__What needs to be done__. Go through the data below and repeat it exactly, skipping each picture.

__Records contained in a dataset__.
*** Begin section ***
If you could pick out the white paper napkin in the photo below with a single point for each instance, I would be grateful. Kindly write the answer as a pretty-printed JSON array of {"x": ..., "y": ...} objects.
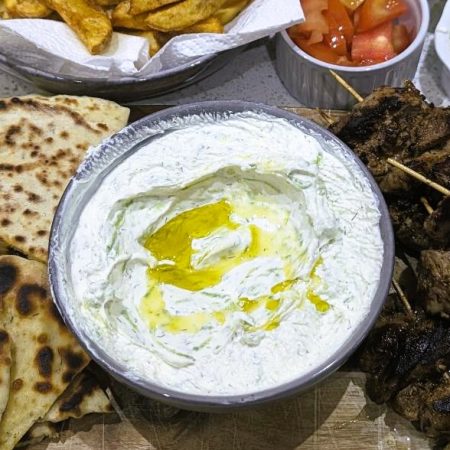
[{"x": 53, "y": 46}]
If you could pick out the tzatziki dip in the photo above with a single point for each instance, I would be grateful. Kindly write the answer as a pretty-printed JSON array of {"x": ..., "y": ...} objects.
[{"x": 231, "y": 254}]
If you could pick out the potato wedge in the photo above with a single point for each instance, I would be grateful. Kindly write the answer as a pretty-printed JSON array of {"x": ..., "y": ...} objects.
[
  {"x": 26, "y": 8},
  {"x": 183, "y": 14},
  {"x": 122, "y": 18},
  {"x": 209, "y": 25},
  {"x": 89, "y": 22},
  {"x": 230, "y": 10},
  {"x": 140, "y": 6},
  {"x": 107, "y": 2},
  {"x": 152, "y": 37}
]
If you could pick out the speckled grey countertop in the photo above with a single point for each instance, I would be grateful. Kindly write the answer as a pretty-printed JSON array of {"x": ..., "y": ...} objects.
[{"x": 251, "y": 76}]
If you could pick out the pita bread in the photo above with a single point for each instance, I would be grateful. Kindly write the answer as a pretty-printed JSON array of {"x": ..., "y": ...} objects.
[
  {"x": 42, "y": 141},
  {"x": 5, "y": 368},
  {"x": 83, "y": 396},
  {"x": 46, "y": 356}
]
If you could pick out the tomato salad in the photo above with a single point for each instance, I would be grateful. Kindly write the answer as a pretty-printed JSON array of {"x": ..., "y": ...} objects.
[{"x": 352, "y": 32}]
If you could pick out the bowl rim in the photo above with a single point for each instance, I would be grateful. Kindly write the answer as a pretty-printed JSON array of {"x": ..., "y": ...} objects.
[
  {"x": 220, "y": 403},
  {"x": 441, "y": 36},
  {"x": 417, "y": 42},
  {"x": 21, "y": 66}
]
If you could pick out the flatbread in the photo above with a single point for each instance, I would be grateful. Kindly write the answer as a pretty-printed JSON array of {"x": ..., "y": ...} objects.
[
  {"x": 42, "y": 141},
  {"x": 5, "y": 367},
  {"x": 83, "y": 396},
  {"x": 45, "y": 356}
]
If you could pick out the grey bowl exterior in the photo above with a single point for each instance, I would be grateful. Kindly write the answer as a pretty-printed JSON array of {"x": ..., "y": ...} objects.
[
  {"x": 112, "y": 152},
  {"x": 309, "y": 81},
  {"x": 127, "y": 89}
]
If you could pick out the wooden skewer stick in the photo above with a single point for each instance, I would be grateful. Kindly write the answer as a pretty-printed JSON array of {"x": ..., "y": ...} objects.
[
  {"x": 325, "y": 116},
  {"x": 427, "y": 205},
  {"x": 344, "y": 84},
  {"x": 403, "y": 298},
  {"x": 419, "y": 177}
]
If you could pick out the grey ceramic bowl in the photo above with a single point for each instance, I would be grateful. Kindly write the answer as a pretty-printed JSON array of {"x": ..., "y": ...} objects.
*** End section ***
__Response area__.
If you could pick out the white paper napkin in the photo below with a single point for each instance, I would be grateful. Kindly write the answer as a pretty-printed JSON array of {"x": ..., "y": ...} objects.
[{"x": 53, "y": 46}]
If you could pick out the tzatziki dip in the photo above with a single point for each instance, I would be grateful. Kindly write the answer as a pretty-printed JSON array of {"x": ..., "y": ...} objects.
[{"x": 231, "y": 254}]
If you could pick out the potato wedge in the photo above with a single point for each instance, I would be grateful. Kindly write the answer as a pretty-printed JSON array of {"x": ..., "y": ...} objects.
[
  {"x": 26, "y": 8},
  {"x": 183, "y": 14},
  {"x": 122, "y": 18},
  {"x": 209, "y": 25},
  {"x": 89, "y": 22},
  {"x": 230, "y": 10},
  {"x": 140, "y": 6},
  {"x": 107, "y": 2},
  {"x": 152, "y": 37}
]
If you could pick out the speckled grey countertop in the photo above with a single point for each instance, I would be grateful. Kindly write the answer as a pretty-printed JSON array of {"x": ..., "y": ...} objects.
[{"x": 251, "y": 76}]
If you could pick out the pita bread in the photo above with a single point for each instance, I would be grateful. Kindly write the answer as a pretty-printed JSON array of {"x": ..., "y": ...} objects.
[
  {"x": 42, "y": 141},
  {"x": 5, "y": 368},
  {"x": 83, "y": 396},
  {"x": 46, "y": 356}
]
If you could pick out the tomato salad in the photo above with a single point for each instance, I would be grateful. Kindly write the answer as a pretty-printed JSON array of {"x": ..., "y": ...} objects.
[{"x": 352, "y": 32}]
If you could pick out the bowl rim in the photo above with a single point for each instance, I would be grateful. Kindly write the answer as a pretty-printed JSON array of {"x": ..., "y": ...} objects.
[
  {"x": 220, "y": 403},
  {"x": 441, "y": 36},
  {"x": 417, "y": 42},
  {"x": 21, "y": 66}
]
If you could pick out the flatbread in the photo above with a single point for each instance, I would be grateful. Kindly write the answer as a pretty-printed JSON array of {"x": ..., "y": ...} objects.
[
  {"x": 42, "y": 141},
  {"x": 5, "y": 367},
  {"x": 83, "y": 396},
  {"x": 45, "y": 356}
]
If you could pick out the grey bowl exterior in the photo above with a single point for each instance, I would be grateful. Kindly write the answer as a pretty-printed JSON array of {"x": ..., "y": ...} objects.
[
  {"x": 112, "y": 152},
  {"x": 309, "y": 81},
  {"x": 127, "y": 89}
]
If you could pick out the wooden skewer stick in the photo above with a single point for each instance, I would be grateful. Kindly write the answer as a pretty-printed JSON array of {"x": ..., "y": ...} objects.
[
  {"x": 325, "y": 116},
  {"x": 427, "y": 205},
  {"x": 344, "y": 84},
  {"x": 403, "y": 298},
  {"x": 419, "y": 177}
]
If you could pick out the grey ceramic bowl in the photo above with a single point for each instance, I would be grateful. Kindly write the answer as a pretty-printed JSON array of {"x": ..., "y": ...} objects.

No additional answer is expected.